Instructions for the task
List every line in the entries below that contains the string "sneaker", copying each line in full. Matches must agree in case.

Detection annotation entries
** START **

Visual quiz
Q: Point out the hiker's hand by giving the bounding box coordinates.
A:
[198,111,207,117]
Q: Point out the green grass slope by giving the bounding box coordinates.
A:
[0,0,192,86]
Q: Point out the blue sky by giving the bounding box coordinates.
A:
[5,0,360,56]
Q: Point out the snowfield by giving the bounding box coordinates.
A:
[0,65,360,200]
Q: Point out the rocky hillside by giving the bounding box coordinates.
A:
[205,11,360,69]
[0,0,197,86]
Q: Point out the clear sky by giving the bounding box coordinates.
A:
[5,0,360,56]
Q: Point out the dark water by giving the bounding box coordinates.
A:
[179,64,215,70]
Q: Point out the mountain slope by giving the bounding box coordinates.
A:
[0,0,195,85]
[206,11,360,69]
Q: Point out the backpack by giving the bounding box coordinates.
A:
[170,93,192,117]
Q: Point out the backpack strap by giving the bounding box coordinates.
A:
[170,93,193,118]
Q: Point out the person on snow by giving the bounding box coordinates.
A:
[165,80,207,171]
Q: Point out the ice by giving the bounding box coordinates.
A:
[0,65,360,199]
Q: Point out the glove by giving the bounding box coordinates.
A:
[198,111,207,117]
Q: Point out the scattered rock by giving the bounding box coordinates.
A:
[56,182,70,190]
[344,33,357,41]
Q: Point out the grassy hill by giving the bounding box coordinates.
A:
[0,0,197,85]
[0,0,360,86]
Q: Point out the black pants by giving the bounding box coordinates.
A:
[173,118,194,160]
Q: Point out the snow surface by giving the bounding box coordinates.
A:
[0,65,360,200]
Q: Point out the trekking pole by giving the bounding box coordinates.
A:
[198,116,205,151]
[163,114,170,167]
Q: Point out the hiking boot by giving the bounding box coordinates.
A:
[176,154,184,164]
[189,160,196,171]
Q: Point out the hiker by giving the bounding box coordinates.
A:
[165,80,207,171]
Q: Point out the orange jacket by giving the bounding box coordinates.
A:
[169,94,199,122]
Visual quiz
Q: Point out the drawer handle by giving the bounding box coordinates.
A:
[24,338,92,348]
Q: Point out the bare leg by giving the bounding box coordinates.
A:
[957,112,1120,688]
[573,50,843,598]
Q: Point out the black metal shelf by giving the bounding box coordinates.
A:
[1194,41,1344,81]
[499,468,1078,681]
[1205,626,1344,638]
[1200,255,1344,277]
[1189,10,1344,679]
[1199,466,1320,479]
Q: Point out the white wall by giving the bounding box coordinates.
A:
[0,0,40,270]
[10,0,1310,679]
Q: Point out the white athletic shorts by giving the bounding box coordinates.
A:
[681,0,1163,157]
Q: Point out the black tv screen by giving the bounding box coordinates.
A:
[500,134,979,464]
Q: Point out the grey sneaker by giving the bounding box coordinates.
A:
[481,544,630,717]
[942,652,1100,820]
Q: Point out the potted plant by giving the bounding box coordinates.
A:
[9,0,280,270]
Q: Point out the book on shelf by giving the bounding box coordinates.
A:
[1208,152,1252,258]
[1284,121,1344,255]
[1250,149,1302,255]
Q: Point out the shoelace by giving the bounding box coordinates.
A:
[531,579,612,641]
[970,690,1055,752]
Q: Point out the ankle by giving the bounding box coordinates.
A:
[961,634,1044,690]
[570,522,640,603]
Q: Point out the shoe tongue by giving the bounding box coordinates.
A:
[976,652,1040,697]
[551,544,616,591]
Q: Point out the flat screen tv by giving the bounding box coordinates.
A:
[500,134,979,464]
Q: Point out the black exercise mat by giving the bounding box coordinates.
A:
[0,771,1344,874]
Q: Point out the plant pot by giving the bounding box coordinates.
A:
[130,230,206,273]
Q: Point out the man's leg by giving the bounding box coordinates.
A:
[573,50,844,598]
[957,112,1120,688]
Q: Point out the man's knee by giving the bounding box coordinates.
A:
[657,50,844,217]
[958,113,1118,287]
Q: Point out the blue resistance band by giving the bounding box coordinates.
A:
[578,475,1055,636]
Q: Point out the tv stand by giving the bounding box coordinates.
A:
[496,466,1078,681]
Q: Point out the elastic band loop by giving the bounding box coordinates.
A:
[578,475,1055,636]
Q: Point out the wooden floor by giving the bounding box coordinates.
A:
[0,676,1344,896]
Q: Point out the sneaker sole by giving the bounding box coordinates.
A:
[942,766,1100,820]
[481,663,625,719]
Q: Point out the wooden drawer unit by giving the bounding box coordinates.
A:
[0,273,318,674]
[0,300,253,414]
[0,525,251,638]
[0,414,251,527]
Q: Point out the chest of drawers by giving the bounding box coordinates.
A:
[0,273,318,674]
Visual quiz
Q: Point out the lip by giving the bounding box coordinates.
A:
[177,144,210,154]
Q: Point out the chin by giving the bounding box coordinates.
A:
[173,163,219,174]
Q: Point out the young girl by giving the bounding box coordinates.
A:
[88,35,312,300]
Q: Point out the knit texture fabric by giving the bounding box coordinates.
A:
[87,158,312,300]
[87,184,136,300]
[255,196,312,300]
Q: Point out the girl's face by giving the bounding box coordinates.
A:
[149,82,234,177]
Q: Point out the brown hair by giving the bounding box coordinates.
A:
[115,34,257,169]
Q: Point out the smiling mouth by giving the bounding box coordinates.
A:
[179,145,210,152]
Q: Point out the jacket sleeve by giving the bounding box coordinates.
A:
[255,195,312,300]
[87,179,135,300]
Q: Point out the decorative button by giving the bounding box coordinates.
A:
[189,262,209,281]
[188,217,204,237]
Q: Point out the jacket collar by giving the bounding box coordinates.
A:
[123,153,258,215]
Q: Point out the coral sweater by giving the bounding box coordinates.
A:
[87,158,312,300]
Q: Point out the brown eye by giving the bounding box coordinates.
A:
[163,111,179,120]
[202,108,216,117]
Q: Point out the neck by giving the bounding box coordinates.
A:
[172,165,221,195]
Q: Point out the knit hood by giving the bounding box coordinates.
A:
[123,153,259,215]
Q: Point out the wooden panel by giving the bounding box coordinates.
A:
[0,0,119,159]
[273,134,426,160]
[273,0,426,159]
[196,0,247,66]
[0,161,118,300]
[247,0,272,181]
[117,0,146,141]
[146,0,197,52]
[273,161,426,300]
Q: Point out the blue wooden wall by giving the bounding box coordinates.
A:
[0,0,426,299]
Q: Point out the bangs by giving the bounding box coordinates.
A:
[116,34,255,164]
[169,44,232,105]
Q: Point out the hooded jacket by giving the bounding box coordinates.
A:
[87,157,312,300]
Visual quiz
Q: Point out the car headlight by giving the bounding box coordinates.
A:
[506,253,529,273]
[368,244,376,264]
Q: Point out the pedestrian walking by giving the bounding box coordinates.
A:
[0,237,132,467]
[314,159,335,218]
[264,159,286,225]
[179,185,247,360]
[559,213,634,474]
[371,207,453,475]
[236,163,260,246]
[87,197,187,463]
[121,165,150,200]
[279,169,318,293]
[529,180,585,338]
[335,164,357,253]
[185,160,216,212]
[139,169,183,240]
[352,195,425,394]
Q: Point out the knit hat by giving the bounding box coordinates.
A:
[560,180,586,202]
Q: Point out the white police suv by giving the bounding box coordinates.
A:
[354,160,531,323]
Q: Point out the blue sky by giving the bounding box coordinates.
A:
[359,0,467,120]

** END **

Reply to the exercise
Q: Point out the grey sneaker by giving the bounding box coordinates.
Q: Point out the sneaker sole by giving the bounding box coordinates.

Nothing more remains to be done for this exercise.